Output each entry exactly as written.
+++ Material to process +++
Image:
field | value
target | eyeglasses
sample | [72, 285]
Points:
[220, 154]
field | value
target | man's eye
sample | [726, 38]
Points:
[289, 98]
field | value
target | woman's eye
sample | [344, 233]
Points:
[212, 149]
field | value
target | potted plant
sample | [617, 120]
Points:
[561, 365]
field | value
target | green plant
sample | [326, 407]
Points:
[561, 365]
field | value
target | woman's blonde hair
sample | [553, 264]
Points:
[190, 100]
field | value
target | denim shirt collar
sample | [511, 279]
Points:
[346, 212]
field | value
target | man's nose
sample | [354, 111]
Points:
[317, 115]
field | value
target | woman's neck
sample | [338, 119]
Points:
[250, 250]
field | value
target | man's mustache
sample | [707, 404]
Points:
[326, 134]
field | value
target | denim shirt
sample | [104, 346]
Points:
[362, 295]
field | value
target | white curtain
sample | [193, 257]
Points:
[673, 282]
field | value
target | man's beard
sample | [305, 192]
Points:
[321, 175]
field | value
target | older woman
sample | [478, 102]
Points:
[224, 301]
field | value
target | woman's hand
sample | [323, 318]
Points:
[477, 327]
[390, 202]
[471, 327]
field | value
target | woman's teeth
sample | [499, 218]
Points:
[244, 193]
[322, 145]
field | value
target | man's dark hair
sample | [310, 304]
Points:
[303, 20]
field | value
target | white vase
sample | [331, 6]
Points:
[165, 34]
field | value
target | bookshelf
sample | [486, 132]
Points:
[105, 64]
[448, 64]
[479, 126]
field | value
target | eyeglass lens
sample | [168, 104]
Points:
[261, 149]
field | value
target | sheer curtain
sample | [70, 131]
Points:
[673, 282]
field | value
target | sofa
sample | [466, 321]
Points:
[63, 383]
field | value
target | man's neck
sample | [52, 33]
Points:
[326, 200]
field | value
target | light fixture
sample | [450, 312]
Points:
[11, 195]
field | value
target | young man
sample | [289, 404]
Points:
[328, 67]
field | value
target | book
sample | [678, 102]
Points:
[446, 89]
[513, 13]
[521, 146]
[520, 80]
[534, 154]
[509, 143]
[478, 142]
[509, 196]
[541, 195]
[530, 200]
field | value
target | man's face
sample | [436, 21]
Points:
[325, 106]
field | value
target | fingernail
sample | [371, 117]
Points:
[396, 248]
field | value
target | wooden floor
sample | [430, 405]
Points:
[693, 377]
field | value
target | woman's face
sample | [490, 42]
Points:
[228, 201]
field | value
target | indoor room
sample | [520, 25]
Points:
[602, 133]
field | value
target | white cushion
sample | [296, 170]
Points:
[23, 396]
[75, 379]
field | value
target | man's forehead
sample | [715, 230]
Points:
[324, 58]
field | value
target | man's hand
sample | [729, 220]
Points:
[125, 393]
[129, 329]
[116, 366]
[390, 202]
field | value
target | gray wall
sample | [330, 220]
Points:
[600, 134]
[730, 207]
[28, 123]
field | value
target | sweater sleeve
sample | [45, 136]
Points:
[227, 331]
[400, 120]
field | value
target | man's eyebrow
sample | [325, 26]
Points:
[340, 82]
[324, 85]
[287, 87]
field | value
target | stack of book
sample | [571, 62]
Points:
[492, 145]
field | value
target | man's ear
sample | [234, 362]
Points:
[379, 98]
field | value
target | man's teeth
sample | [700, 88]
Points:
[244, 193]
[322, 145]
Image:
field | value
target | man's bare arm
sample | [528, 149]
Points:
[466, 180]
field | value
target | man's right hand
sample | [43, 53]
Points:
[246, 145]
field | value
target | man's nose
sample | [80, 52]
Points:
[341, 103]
+++
Expected answer:
Image:
field | value
target | eyeglasses
sample | [72, 285]
Points:
[220, 154]
field | value
target | man's eye
sample | [726, 38]
Points:
[289, 98]
field | value
target | woman's eye
sample | [344, 233]
Points:
[212, 149]
field | value
target | potted plant
sample | [617, 120]
Points:
[561, 365]
field | value
target | green plant
sample | [326, 407]
Points:
[561, 365]
field | value
target | woman's blonde hair
sample | [553, 264]
Points:
[190, 100]
field | value
target | denim shirt collar
sample | [511, 279]
Points:
[346, 212]
field | value
target | man's nose
sample | [354, 111]
Points:
[317, 115]
field | value
target | woman's neck
sample | [338, 119]
Points:
[250, 250]
field | value
target | man's mustache
sample | [707, 404]
Points:
[326, 134]
field | value
target | denim shirt
sample | [104, 346]
Points:
[362, 295]
field | value
target | white curtain
sample | [193, 257]
Points:
[673, 282]
field | value
target | man's beard
sample | [305, 192]
Points:
[321, 175]
field | value
target | older woman
sample | [478, 102]
Points:
[224, 301]
field | value
target | woman's hand
sample | [323, 318]
Points:
[477, 327]
[390, 202]
[471, 327]
field | value
target | woman's teeth
sample | [499, 218]
Points:
[244, 193]
[322, 145]
field | value
target | man's dark hair
sample | [310, 304]
Points:
[303, 20]
field | value
target | white vase
sample | [331, 6]
Points:
[165, 34]
field | value
target | bookshelf
sample | [486, 132]
Points:
[105, 64]
[448, 64]
[479, 126]
field | value
target | eyeglass lens
sample | [168, 104]
Points:
[261, 149]
field | value
target | sheer curtain
sample | [70, 131]
Points:
[673, 282]
field | value
target | sofa
sample | [466, 321]
Points:
[63, 383]
field | value
target | man's neck
sample | [52, 33]
Points:
[326, 200]
field | value
target | light fixture
sample | [450, 312]
Points:
[11, 195]
field | value
target | young man
sample | [289, 404]
Points:
[328, 67]
field | value
target | book
sample | [678, 102]
Points:
[446, 89]
[513, 13]
[521, 146]
[520, 80]
[534, 154]
[509, 143]
[478, 142]
[509, 196]
[541, 195]
[530, 200]
field | value
target | man's face
sample | [436, 21]
Points:
[325, 106]
field | value
target | fingernail
sample | [371, 117]
Points:
[396, 248]
field | value
target | wooden floor
sample | [430, 405]
Points:
[693, 377]
field | value
target | woman's face
sample | [490, 42]
Points:
[228, 201]
field | value
target | indoor room
sample | [520, 25]
Points:
[602, 133]
field | value
target | white cushion
sample | [296, 170]
Points:
[23, 396]
[75, 379]
field | value
target | man's forehead
sample | [715, 230]
Points:
[324, 58]
field | value
target | man's hand
sample | [729, 220]
Points:
[125, 393]
[129, 329]
[116, 366]
[390, 202]
field | value
target | gray wall
sample | [330, 220]
Points:
[600, 134]
[730, 207]
[28, 123]
field | value
target | sweater sleeve
sample | [45, 136]
Points:
[227, 331]
[400, 120]
field | value
target | man's eyebrow
sample | [325, 26]
Points:
[340, 82]
[324, 85]
[287, 87]
field | value
target | stack of book
sample | [571, 62]
Points:
[492, 145]
field | value
target | man's ear
sample | [234, 362]
Points:
[379, 98]
field | value
target | man's teeth
sample | [700, 88]
Points:
[244, 193]
[322, 145]
Image:
field | value
target | man's bare arm
sample | [528, 149]
Points:
[466, 180]
field | value
target | man's right hand
sample | [43, 53]
Points:
[246, 145]
field | value
target | man's nose
sample | [80, 52]
Points:
[341, 103]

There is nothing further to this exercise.